• _RECORDS TO PROCESS_:
## Begin

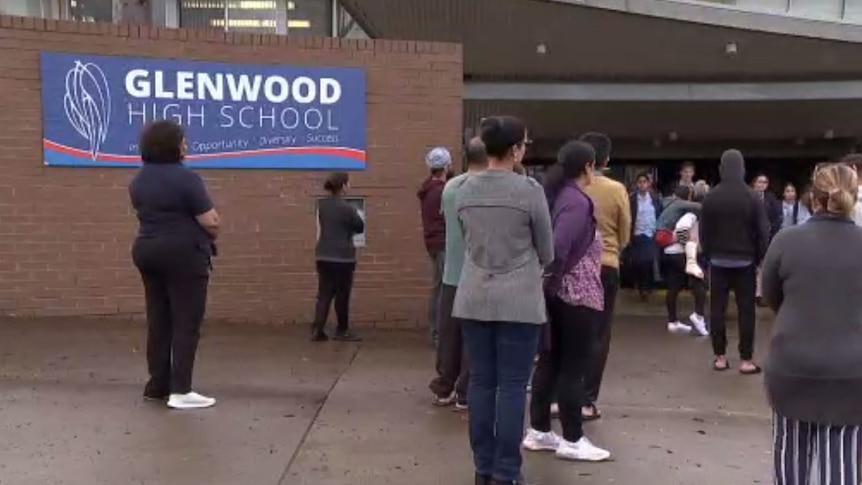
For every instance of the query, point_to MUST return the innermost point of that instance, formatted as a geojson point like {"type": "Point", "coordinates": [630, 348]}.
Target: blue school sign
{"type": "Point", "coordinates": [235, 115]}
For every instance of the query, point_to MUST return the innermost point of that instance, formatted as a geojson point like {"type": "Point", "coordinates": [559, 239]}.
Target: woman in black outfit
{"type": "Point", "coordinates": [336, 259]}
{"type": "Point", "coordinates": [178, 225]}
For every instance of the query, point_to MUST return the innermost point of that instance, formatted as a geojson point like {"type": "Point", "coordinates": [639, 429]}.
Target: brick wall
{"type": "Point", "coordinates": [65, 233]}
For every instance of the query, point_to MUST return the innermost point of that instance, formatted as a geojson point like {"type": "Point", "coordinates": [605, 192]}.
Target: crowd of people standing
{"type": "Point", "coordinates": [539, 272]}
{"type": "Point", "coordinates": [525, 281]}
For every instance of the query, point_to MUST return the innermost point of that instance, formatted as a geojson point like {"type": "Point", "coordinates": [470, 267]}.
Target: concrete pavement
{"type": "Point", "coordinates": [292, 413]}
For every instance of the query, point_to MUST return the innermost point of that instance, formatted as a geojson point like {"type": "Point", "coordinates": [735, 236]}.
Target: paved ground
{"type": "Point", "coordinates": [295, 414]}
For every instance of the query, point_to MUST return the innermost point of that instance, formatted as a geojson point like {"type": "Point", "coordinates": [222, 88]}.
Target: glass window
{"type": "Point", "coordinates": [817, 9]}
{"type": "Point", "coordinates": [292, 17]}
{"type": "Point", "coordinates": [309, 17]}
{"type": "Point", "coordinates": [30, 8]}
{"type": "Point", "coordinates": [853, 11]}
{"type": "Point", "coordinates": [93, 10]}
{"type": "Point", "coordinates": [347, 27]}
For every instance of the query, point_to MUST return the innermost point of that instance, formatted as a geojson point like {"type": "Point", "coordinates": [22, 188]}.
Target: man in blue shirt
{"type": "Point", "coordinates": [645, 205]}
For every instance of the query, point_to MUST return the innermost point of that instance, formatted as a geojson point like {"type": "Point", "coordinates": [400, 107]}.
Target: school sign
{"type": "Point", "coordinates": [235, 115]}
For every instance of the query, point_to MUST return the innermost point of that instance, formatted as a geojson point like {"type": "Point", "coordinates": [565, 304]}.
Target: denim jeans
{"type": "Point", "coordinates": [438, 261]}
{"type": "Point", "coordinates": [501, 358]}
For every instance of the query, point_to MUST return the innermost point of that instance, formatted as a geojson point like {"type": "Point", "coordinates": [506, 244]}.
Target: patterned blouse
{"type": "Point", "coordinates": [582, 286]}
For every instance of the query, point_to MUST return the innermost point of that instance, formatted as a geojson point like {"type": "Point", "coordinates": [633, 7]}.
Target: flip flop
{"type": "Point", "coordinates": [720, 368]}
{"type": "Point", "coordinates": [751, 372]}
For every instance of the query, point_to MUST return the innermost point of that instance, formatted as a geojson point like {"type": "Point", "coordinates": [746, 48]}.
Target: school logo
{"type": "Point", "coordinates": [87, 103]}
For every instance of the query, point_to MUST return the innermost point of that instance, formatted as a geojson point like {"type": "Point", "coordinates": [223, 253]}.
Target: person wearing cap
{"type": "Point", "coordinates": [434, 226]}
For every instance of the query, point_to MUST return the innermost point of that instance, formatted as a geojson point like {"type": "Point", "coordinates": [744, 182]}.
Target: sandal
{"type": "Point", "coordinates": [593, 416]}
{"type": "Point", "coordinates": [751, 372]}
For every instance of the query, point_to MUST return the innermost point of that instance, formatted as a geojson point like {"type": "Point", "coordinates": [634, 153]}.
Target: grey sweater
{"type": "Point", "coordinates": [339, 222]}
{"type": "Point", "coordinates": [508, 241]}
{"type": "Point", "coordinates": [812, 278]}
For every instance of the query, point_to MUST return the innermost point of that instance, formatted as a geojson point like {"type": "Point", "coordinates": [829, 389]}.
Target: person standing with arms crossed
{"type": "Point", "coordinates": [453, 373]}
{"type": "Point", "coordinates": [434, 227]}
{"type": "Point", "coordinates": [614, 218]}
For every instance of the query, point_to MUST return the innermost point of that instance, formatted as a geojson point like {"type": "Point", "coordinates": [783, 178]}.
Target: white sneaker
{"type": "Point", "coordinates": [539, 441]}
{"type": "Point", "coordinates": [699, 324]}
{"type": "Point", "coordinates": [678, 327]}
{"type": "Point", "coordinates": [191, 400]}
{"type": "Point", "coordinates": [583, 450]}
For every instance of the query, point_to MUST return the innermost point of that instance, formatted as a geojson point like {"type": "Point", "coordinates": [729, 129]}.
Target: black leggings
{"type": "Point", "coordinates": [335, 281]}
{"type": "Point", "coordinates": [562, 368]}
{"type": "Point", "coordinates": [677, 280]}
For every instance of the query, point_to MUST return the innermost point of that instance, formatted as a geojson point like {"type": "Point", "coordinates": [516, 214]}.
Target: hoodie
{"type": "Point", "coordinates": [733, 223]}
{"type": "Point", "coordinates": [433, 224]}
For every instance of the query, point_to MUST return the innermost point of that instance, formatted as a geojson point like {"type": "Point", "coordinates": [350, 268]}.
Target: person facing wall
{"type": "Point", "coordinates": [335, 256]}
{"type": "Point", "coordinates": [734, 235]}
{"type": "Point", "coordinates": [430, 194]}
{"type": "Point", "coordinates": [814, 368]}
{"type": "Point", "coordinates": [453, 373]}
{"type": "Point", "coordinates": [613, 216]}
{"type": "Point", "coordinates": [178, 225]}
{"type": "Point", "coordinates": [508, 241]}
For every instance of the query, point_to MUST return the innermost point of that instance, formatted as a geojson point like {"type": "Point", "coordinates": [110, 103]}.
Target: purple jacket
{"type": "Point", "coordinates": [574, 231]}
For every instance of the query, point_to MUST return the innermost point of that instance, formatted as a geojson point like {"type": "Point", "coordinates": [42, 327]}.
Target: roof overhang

## End

• _STATED TASK_:
Please pull out every line of the entries above that contains the word "person", and copy each line in full.

• _TASK ANSWER_:
Target: person wearing cap
Target: person standing with arms crossed
Target: person facing wall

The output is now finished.